» TASK INSTRUCTIONS:
A. Answer these questions using the passage about the book Born Digital:
(i) Which publisher brought out the book?
(ii) What name do the authors give the current generation?
(iii) From what year does the passage count those born into this generation?
B. Print the portion of the passage about the book Born Digital starting with "Born Digital, understanding" and going on through "parents and educators.".

» PROVIDED PASSAGE:
————

Born Digital, understanding the first generation of digital natives, was written by John Palfrey and Urs Gasser. It was published by Basic books, a member of the Perseus Books group. It was published in the year 2008. It contains 375 pages in total. It explores about the consequences of the extensive availability of the internet connectivity to the present first generation people who are born to it. It studies how information is stored and used in this digital age. The authors act as envoys between the digital generation and the past generation by addressing issues that worry the parents and educators.
They refer to this current generation as ‘Digital natives’. He refers to those born from the year 1980 when the social digital technologies came into being. They all have the skills to use those technologies, or at one, point they will learn. They also mentioned common examples of diverse technologies that current kids use like cell phones, sidekicks and even iPhones. That this is the most rapid period that the technology transforms and greatly affects the generation. They offer a sociological image of this current generation. They seem even to the older generation extraordinarily sophisticated
And also strangely narrow. They focus on a range of issues covering from the highly philosophical to practical issues.

————

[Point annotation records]
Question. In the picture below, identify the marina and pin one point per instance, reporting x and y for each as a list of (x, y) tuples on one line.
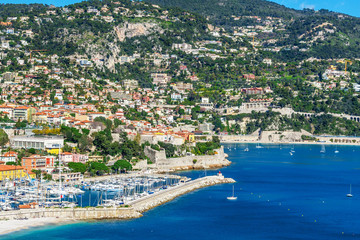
[(112, 191)]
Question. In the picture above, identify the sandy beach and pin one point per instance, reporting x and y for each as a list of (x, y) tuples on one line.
[(291, 143), (9, 226)]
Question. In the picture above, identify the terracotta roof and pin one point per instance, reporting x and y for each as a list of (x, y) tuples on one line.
[(9, 167)]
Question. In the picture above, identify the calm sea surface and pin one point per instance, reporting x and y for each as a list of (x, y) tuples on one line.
[(280, 196)]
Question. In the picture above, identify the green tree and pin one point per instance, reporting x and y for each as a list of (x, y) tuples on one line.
[(77, 167), (4, 138), (122, 164)]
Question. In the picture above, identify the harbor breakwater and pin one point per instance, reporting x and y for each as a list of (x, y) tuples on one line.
[(135, 209)]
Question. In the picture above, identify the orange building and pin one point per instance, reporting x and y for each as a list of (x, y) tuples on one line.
[(33, 162)]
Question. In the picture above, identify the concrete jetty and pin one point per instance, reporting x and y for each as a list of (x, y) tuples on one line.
[(133, 209), (156, 199)]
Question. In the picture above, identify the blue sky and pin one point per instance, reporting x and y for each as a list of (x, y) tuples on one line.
[(351, 7)]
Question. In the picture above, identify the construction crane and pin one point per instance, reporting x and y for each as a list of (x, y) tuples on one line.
[(36, 51)]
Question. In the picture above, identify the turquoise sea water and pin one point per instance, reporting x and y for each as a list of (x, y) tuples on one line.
[(280, 196)]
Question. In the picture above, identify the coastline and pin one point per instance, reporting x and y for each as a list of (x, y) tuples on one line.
[(10, 226), (10, 222), (289, 143)]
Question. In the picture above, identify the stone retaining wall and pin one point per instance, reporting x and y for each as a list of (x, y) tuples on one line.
[(194, 162)]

————

» TASK-BY-TASK ANSWERS:
A.
(i) Basic Books, a member of the Perseus Books group
(ii) "Digital natives"
(iii) 1980

B.
Born Digital, understanding the first generation of digital natives, was written by John Palfrey and Urs Gasser. It was published by Basic books, a member of the Perseus Books group. It was published in the year 2008. It contains 375 pages in total. It explores about the consequences of the extensive availability of the internet connectivity to the present first generation people who are born to it. It studies how information is stored and used in this digital age. The authors act as envoys between the digital generation and the past generation by addressing issues that worry the parents and educators.